# [Task description]
Would it be possible to write out each entry below exactly, without the pictures?

# [Data provided]
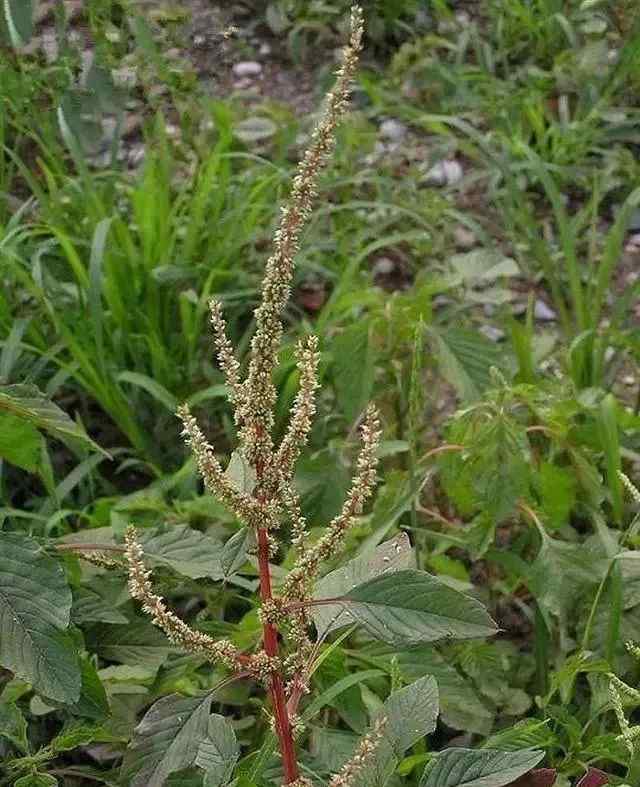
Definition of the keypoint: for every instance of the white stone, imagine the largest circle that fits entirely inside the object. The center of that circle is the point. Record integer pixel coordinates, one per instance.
(247, 68)
(542, 312)
(447, 172)
(393, 129)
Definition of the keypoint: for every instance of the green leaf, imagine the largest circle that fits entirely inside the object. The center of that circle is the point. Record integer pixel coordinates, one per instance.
(460, 705)
(478, 767)
(18, 15)
(167, 739)
(35, 607)
(36, 780)
(255, 129)
(234, 553)
(241, 473)
(608, 430)
(29, 403)
(353, 369)
(410, 713)
(189, 552)
(90, 607)
(13, 726)
(562, 572)
(218, 753)
(93, 702)
(410, 607)
(77, 734)
(465, 359)
(391, 556)
(152, 387)
(482, 266)
(139, 644)
(557, 492)
(20, 442)
(526, 734)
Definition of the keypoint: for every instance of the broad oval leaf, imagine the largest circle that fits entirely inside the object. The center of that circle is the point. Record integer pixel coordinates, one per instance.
(183, 549)
(478, 767)
(410, 714)
(35, 606)
(218, 753)
(30, 404)
(18, 15)
(167, 739)
(411, 607)
(394, 555)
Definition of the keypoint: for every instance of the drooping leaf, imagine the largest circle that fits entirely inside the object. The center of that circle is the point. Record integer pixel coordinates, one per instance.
(557, 493)
(593, 778)
(561, 572)
(139, 644)
(540, 777)
(18, 15)
(13, 726)
(411, 607)
(478, 767)
(20, 442)
(218, 752)
(74, 735)
(167, 739)
(35, 607)
(90, 607)
(391, 556)
(93, 702)
(255, 129)
(526, 734)
(465, 359)
(36, 780)
(354, 369)
(410, 714)
(234, 552)
(183, 549)
(460, 705)
(29, 403)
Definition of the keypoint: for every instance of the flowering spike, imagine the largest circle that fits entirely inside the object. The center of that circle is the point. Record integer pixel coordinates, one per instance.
(259, 388)
(214, 478)
(363, 754)
(177, 631)
(226, 359)
(307, 565)
(303, 410)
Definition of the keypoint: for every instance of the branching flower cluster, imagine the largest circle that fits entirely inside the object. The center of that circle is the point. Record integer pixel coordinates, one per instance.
(273, 498)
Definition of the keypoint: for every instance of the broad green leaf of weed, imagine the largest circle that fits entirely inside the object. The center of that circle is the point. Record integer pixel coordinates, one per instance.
(478, 767)
(35, 607)
(558, 490)
(393, 555)
(168, 739)
(218, 752)
(353, 369)
(461, 707)
(410, 714)
(20, 442)
(411, 607)
(13, 726)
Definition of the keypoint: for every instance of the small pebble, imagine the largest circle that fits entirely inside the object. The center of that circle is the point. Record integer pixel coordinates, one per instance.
(543, 312)
(247, 68)
(464, 238)
(447, 172)
(492, 333)
(383, 266)
(393, 130)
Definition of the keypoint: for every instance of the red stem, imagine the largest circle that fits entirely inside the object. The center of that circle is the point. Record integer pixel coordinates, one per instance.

# [Task output]
Definition of the keypoint: for every instance of the white stone, imagine the largest circle that fits entirely inside the object. The center of that circle is the point. Record integer pixel coordinates, one per instance.
(247, 68)
(542, 312)
(447, 172)
(393, 129)
Definition of the keypoint: for every instance of the green leaf, imagine the largest circle that fits entirely inside the object. The center of that circle is the point. Record integer pixel coordinates, one per instance.
(460, 705)
(478, 767)
(18, 15)
(167, 739)
(35, 607)
(36, 780)
(255, 129)
(234, 553)
(241, 473)
(608, 430)
(29, 403)
(353, 369)
(410, 713)
(189, 552)
(90, 607)
(13, 726)
(562, 572)
(218, 753)
(93, 702)
(410, 607)
(77, 734)
(465, 359)
(391, 556)
(152, 387)
(482, 266)
(139, 644)
(557, 492)
(20, 442)
(526, 734)
Definition of the keypoint: for every instance of the broad oval leaf, imagine the largest circle that fits entirely inside the object. The center of that circle is the point. Record integer pixel coordinates, one per instance.
(183, 549)
(478, 767)
(410, 714)
(35, 606)
(218, 753)
(30, 404)
(18, 15)
(167, 739)
(411, 607)
(394, 555)
Definition of the keypoint: for every instance of the drooping leaf, imagine the largest circle that fits entirely inside the object. The center of that circle is the point. Record integer pixel coordinates, one per instance.
(557, 493)
(593, 778)
(561, 572)
(139, 644)
(540, 777)
(18, 15)
(13, 726)
(411, 607)
(478, 767)
(20, 442)
(218, 752)
(74, 735)
(167, 739)
(35, 607)
(90, 607)
(391, 556)
(93, 702)
(255, 129)
(526, 734)
(465, 359)
(36, 780)
(354, 369)
(410, 714)
(234, 552)
(183, 549)
(460, 705)
(29, 403)
Definition of the keypoint: for every instance of the flowering spike, imagine the largest circle that fits entirely inside the object. The center of that circle is the point. Record integer pixel coordinates, one per instance.
(259, 388)
(214, 478)
(363, 754)
(177, 631)
(226, 359)
(307, 565)
(303, 410)
Definition of the keypoint: for every instance of the branching flower cluster, imagine the largest circle that fits entirely inside the object. The center of that circle is the point. Record integer pixel coordinates, one per instance.
(273, 498)
Definition of the keypoint: for every instance of the broad green leaf of weed, imagine the largest circle that fits entirely inside the object. The center of that circle is the point. Record integer pixel coordinates, one per instance.
(478, 767)
(35, 607)
(558, 490)
(393, 555)
(168, 739)
(218, 752)
(353, 369)
(461, 707)
(410, 714)
(20, 442)
(411, 607)
(13, 726)
Definition of the keypoint: for every instance of the small pebble, imagine the largest circle that fits entirely inside the object. The center of that circle is the point. Record integer pixel coordinates, one per instance.
(543, 312)
(247, 68)
(464, 238)
(447, 172)
(492, 333)
(383, 266)
(393, 130)
Definition of the keypoint: for every instance of the red stem, imagine the largest circle that fits entirely inside the object. The center of that circle is the point. Record integer pixel coordinates, one per instance.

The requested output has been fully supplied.